WHAT YOU ARE ASKED TO DO:
Reproduce the material exactly, omitting nothing.

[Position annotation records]
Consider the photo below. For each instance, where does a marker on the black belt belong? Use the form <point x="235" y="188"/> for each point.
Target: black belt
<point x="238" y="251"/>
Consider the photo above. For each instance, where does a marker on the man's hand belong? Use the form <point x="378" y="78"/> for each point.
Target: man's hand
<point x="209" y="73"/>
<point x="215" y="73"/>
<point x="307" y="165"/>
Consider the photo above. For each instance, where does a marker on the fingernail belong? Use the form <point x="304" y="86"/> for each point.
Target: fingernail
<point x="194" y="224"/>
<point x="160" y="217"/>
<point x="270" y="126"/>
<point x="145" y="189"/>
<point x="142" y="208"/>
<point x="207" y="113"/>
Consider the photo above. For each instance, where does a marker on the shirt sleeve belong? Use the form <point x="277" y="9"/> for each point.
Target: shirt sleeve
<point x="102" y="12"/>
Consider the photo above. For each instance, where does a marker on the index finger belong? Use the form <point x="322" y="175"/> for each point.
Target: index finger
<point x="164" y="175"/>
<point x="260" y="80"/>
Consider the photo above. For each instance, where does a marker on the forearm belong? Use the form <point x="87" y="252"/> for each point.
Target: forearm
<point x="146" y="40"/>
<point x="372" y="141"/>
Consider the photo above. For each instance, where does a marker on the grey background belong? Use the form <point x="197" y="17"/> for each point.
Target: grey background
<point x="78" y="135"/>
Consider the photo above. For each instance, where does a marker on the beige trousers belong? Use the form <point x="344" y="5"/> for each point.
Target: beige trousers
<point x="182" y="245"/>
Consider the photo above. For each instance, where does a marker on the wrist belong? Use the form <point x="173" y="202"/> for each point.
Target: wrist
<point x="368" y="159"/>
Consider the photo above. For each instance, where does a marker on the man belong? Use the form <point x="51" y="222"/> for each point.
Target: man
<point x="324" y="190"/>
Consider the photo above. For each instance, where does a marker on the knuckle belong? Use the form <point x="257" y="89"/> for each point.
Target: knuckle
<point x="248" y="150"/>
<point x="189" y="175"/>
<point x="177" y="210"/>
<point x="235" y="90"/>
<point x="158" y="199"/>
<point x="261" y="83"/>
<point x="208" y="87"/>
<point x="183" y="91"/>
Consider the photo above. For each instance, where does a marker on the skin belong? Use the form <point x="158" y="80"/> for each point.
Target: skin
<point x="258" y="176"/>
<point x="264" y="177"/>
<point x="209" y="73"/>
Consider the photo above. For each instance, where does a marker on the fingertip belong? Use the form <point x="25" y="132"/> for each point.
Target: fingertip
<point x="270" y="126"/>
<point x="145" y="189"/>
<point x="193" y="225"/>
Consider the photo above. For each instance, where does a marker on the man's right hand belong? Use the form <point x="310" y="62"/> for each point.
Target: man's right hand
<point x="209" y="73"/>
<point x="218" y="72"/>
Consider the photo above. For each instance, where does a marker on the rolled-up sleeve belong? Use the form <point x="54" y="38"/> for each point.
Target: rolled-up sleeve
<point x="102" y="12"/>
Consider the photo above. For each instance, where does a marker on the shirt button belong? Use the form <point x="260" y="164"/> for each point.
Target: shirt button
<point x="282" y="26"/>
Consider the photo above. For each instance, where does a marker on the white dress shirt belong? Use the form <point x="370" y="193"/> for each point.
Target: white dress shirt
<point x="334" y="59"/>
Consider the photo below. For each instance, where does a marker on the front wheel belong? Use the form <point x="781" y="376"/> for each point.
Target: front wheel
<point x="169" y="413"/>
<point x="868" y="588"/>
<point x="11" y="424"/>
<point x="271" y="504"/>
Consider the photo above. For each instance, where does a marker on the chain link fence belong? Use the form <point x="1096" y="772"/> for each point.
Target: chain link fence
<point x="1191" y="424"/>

RESPONSE BELOW:
Consider the photo below. For each instance, where does a marker on the black belt belong? Use the form <point x="235" y="188"/> for each point.
Target: black belt
<point x="238" y="251"/>
Consider the photo above. For each instance, where does a marker on the man's hand belong? Use the form <point x="378" y="78"/> for each point.
Target: man's hand
<point x="209" y="73"/>
<point x="215" y="73"/>
<point x="307" y="165"/>
Consider the photo above. For each instance, where does a marker on the fingernail belong? Use the form <point x="304" y="86"/> for each point.
Target: fingernail
<point x="194" y="224"/>
<point x="160" y="217"/>
<point x="270" y="126"/>
<point x="145" y="189"/>
<point x="142" y="208"/>
<point x="207" y="113"/>
Consider the photo above. For each instance, where does a marker on the shirt sleeve belong? Use the form <point x="277" y="9"/> for each point.
Target: shirt sleeve
<point x="102" y="12"/>
Consider the photo above. For each instance, where does a marker on the index finger belong? Use the form <point x="322" y="175"/> for each point.
Target: index finger
<point x="164" y="175"/>
<point x="260" y="80"/>
Consider the photo above. For each instance, where does a marker on the forearm belong? Use the form <point x="87" y="252"/> for each point.
Target: forearm
<point x="146" y="40"/>
<point x="372" y="141"/>
Consider the photo above. For each instance, where does a marker on the grey background belong? Use the form <point x="197" y="17"/> for each point.
Target: grey background
<point x="78" y="135"/>
Consider the photo above. For each instance, where does a marker on the beige trousers belong? Use the form <point x="344" y="5"/> for each point.
Target: beige trousers
<point x="182" y="245"/>
Consider the photo above. For each instance, where does a marker on the wrist belong? Use the form <point x="173" y="202"/> for each point.
Target: wrist
<point x="368" y="159"/>
Consider the photo above. For each instance, where does a marker on the man belong? Use the form <point x="51" y="222"/> for each point.
Target: man
<point x="324" y="190"/>
Consider the photo above. For each instance, where does a marker on the knuckle belong? Use the form <point x="257" y="89"/> for each point.
Target: knuckle
<point x="248" y="150"/>
<point x="189" y="175"/>
<point x="177" y="210"/>
<point x="235" y="90"/>
<point x="158" y="199"/>
<point x="261" y="83"/>
<point x="208" y="87"/>
<point x="183" y="91"/>
Consider the photo above. For each instance, where does a marker on the skin belong? Use the form <point x="158" y="80"/> for each point.
Target: skin
<point x="258" y="176"/>
<point x="264" y="177"/>
<point x="209" y="73"/>
Consider the photo above. For each instance, where does a marker on the fingertip belong? Use the form <point x="25" y="132"/> for each point.
Target: fingertip
<point x="270" y="126"/>
<point x="145" y="189"/>
<point x="193" y="225"/>
Consider the photo above. For each instance, where does a marker on the man's right hand belong? Use the form <point x="310" y="62"/> for each point.
Target: man's right hand
<point x="209" y="73"/>
<point x="218" y="72"/>
Consider the photo above. For each instance, where does a marker on the rolled-up sleeve belong? Use the form <point x="54" y="38"/> for each point.
Target: rolled-up sleeve
<point x="102" y="12"/>
Consider the photo above. For each instance, where does a marker on the shirt button belong? Use the form <point x="260" y="164"/> for each point.
Target: shirt button
<point x="282" y="26"/>
Consider the photo above. For each instance, where does a marker on the white dress shirt belong? Use the form <point x="370" y="193"/> for each point.
Target: white dress shirt
<point x="334" y="59"/>
Consider the photo below. For each instance, where does a marker on the front wheel belong? Use the form <point x="781" y="376"/> for each point.
Target: front wheel
<point x="169" y="413"/>
<point x="868" y="588"/>
<point x="11" y="424"/>
<point x="271" y="504"/>
Consider the photo above. For each instance, where does a marker on the chain link fence belong? Use the form <point x="1096" y="772"/> for each point.
Target: chain link fence
<point x="1191" y="424"/>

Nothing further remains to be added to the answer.